• Source:
■ ■ ■

[DispatchCreation] Enable fusion of encoding ops with multi-use producers #22444

Abhishek-Varma · 2025-10-28T11:53:34Z

-- This commit adds enableAggressiveFusion pass option to FuseEncodingOpsIntoDispatchRegionsPass
in order to allow fusion of encoding ops to producers with multi-uses.
-- enableAggressiveFusion is set using enableMultiUseEncodingFusion which
in itself is set when using -O3.
-- It aims to address the following patterns as observed in SDXL

      producer
     /        \
other_user   set_encoding
                  |
               matmul

Signed-off-by: Abhishek Varma [email protected]

…cers -- This commit adds `enableAggressiveFusion` pass option to `FuseEncodingOpsIntoDispatchRegionsPass` in order to allow fusion of encoding ops to producers with multi-uses. -- `enableAggressiveFusion` is set using `enableMultiUseEncodingFusion` which in itself is set when using `-O3`. Signed-off-by: Abhishek Varma <[email protected]>

compiler/src/iree/compiler/Pipelines/Options.cpp

compiler/src/iree/compiler/DispatchCreation/Passes.td

compiler/src/iree/compiler/Pipelines/Options.cpp

Signed-off-by: Abhishek Varma <[email protected]>

hanhanW

Can we add a separate experimental flag for now? I have the concern about controlling it with optimization level, because data-tiling is not ready for optimization level, and we should decouple the dep between umbrella flags a bit. See #21935 for details

@Abhishek-Varma can you remind me why we need this for fp8 but not fp16? E.g., can you provide an example from fp8 about the call graph (i.e., I think there are three dispatch ops) and the corresponding executables at dispatch creation level?

I want to understand how many memory footprints are added with the flag. This is the main reason that why we don't want it in optimization level, because users can be surprised about the behavior.

The other question, that you may have to check, is: do we need the flag for 405B fp4 model? (cc @jtuyls )

(I should add this comment in the first place, sorry about that.)

Max191 · 2025-10-29T14:44:40Z

Can we add a separate experimental flag for now? I have the concern about controlling it with optimization level, because data-tiling is not ready for optimization level, and we should decouple the dep between umbrella flags a bit. See #21935 for details

If we add a new flag, let's make sure it is very clear that it is only meant for testing purposes, and if we want to use it in a downstream project then we should do that by adding the tie to the optimization level. My main concern is that these flags keep proliferating through the downstream projects because everyone copy pastes flag files, and it is hard to remove them all.

Max191 · 2025-10-29T14:49:25Z

Wait, looking at the PR, it seems this does have its own flag? (iree-dispatch-creation-enable-multi-use-encoding-fusion) cc @hanhanW

Maybe the naming is just slightly confusing because the pass option has the same name as some other pre-existing flags.

jtuyls · 2025-10-29T14:49:31Z

The other question, that you may have to check, is: do we need the flag for 405B fp4 model? (cc @jtuyls )

No, we don't need it for the 405b model.

■ ■ ■

• Stored data:
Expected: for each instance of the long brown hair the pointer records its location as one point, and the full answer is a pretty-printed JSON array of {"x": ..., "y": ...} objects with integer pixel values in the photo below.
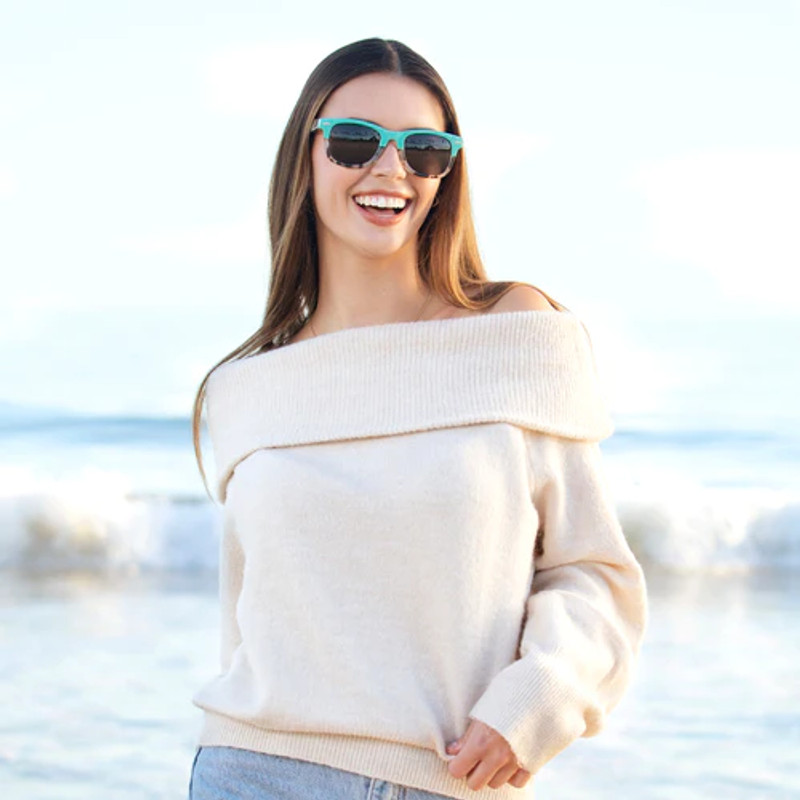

■ ■ ■

• Objective: In the pull request thread, which compiler option turns on enableMultiUseEncodingFusion?

• Full answer: -O3